DIRECTIONS FOR THIS TASK: Write out the listing below in its entirety, minus the pictures, without changing a word.

-- DATA IN THIS EXERCISE follows --

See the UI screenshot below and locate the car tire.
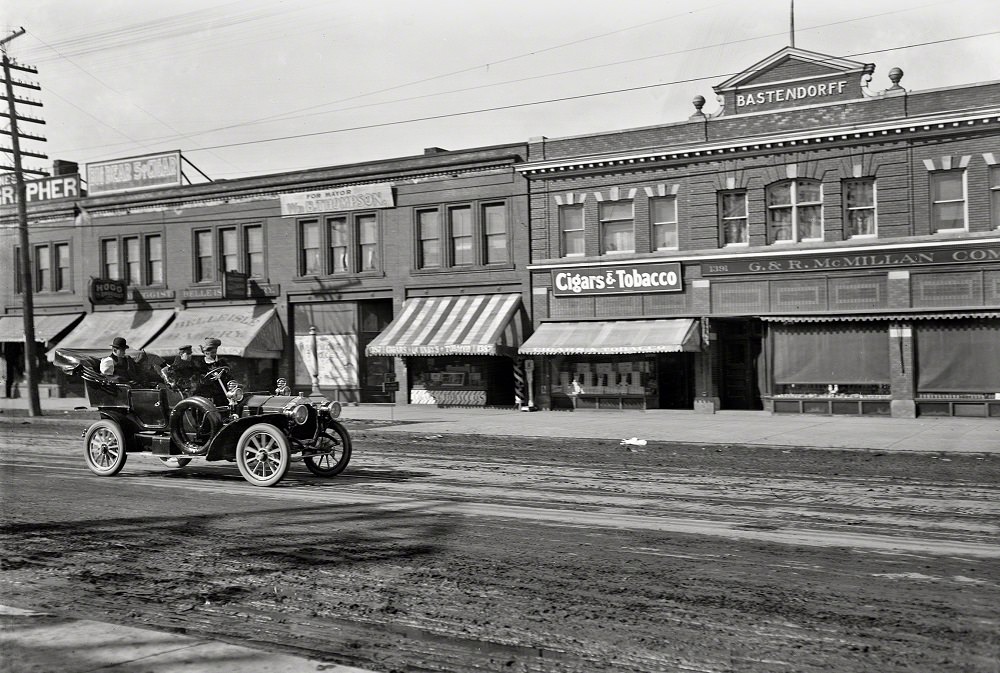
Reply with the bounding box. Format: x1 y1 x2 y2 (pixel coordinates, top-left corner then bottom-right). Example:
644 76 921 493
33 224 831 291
303 422 352 477
170 396 222 455
83 419 128 477
235 423 291 487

-- DATA IN THIS EXERCISE concluded --

REPLY:
See the UI screenshot below and locate the car tire.
Reply with the bounding box. Format: x1 y1 x2 y2 (pixel coordinates, top-left corner then bottom-right). Example:
644 76 921 493
33 224 831 291
303 422 352 477
170 396 222 455
83 419 128 477
235 423 291 487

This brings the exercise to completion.